WORK ORDER | Read the entries that follow and give each one again precisely.

"""

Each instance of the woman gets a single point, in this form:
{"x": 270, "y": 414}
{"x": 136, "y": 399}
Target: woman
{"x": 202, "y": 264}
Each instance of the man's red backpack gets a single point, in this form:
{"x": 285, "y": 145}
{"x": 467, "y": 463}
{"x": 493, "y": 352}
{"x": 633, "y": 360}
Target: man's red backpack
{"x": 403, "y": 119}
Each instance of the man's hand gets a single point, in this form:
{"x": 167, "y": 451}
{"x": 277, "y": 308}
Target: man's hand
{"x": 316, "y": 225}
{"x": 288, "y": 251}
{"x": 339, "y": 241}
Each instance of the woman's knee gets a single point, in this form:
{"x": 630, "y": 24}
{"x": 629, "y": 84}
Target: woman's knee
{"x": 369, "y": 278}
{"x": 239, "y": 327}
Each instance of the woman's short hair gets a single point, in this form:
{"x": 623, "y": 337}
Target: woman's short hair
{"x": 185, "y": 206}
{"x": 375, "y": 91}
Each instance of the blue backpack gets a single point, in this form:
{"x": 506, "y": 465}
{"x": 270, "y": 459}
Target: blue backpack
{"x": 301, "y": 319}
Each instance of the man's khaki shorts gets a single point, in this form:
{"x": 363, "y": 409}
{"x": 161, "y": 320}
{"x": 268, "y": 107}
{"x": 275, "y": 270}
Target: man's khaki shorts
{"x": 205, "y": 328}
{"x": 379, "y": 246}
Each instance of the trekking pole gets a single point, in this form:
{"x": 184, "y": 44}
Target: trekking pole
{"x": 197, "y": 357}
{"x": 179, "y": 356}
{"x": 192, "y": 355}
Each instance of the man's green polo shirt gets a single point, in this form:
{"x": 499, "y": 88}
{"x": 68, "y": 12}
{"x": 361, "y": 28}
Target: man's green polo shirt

"""

RESULT FOR THIS TASK |
Each instance of the woman gets a single point, in this form:
{"x": 270, "y": 414}
{"x": 136, "y": 399}
Target: woman
{"x": 202, "y": 264}
Each instance of the man's red backpack gets a single point, in this form:
{"x": 285, "y": 145}
{"x": 467, "y": 463}
{"x": 493, "y": 352}
{"x": 633, "y": 360}
Target: man's red backpack
{"x": 403, "y": 119}
Each instance of the man's hand gets a single point, in this form:
{"x": 167, "y": 451}
{"x": 277, "y": 308}
Target: man's hand
{"x": 316, "y": 225}
{"x": 288, "y": 251}
{"x": 339, "y": 241}
Each instance of the woman's knee gets a single point, in this form:
{"x": 630, "y": 24}
{"x": 629, "y": 84}
Target: woman's knee
{"x": 369, "y": 278}
{"x": 239, "y": 327}
Each instance of the woman's short hair gets a single point, in this form:
{"x": 623, "y": 337}
Target: woman's short hair
{"x": 185, "y": 206}
{"x": 375, "y": 91}
Each instance of the blue backpack gets a single point, in this form:
{"x": 506, "y": 465}
{"x": 270, "y": 459}
Target: blue backpack
{"x": 301, "y": 319}
Each instance of the man's khaki shorts gets a single point, in this form:
{"x": 363, "y": 409}
{"x": 161, "y": 320}
{"x": 268, "y": 107}
{"x": 275, "y": 270}
Target: man's khaki shorts
{"x": 205, "y": 328}
{"x": 379, "y": 246}
Each instance of the trekking pole gets a single point, in this form:
{"x": 184, "y": 44}
Target: trekking pole
{"x": 197, "y": 357}
{"x": 179, "y": 356}
{"x": 192, "y": 355}
Each instance of the man's green polo shirt gets a single point, in this form:
{"x": 499, "y": 88}
{"x": 68, "y": 12}
{"x": 361, "y": 28}
Target: man's green polo shirt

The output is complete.